提示文.
☆ ☆ ☆ ☆ ☆

山岸凉子漫画感想ブログ

山岸凉子先生の漫画作品の感想を書いていきます。普通にネタバレしてますのでご注意ください。

お姉ちゃんは無敵。「月読」1986年

あらすじ

神々の住まう高天原。暗い夜の神・月読(ツクヨミは太陽神である天照(アマテラス)を慕っているが、天照はいつも風の神・須佐之男スサノオばかり可愛がり、月読には冷たかった。
天照や須佐之男のように明るい男になりたいと願う月読は、愛してやまない天照のために精一杯尽くすが…。


「いくら瘢痕が美しくとも、姉上は私のこの青白い肌がお嫌いだ」

月読かわいい。
古事記ではあんまり目立ってなかった月読命にスポットを当てたお話。
この月読、どこまでも姉ラブです。
美形だけど暗く冷たい顔なのを気にしています。だって姉上がこういう顔嫌いだから。
姉上と会う時は金糸の衣を着ます。だって姉上が好きだって言ってたから。
しかし姉である天照は月読をぞんざいに扱う。月読は嫌われてると知っていながらも慕わずにはいられない…。陰気な顔した男の報われない恋心が切ないです。

太陽のように明るい天照と、(一見)無邪気な童顔野郎・須佐之男。二人は明るさも嗜好も似ている仲良し姉弟! 一方、生まれながらに陰キャの月読は陽キャの二人の間に入れない。

☆ ☆ ☆ ☆ ☆

データ抜粋.
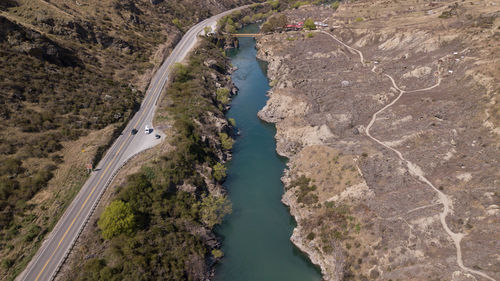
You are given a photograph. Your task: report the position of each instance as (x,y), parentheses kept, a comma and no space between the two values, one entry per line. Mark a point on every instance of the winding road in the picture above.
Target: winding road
(56,247)
(414,169)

☆ ☆ ☆ ☆ ☆

課題の内容.
**a.** ブログ記事について、次の問いに答えよ。
(i) 作品「月読」は何年の作品か。
(ii) 天照がいつも可愛がっているのは誰か。
(iii) 月読が姉上と会う時に着るものは何か。
**b.** ブログ記事のうち、「天照や須佐之男のように明るい」で始まり「姉上と会う時は金糸の衣を着ます。だって姉上が好きだって言ってたから。」までの部分を一字も変えずに書き写せ。

解答例.
**a.**
(i) 1986年
(ii) 風の神・須佐之男
(iii) 金糸の衣

**b.**
天照や須佐之男のように明るい男になりたいと願う月読は、愛してやまない天照のために精一杯尽くすが…。


「いくら瘢痕が美しくとも、姉上は私のこの青白い肌がお嫌いだ」

月読かわいい。
古事記ではあんまり目立ってなかった月読命にスポットを当てたお話。
この月読、どこまでも姉ラブです。
美形だけど暗く冷たい顔なのを気にしています。だって姉上がこういう顔嫌いだから。
姉上と会う時は金糸の衣を着ます。だって姉上が好きだって言ってたから。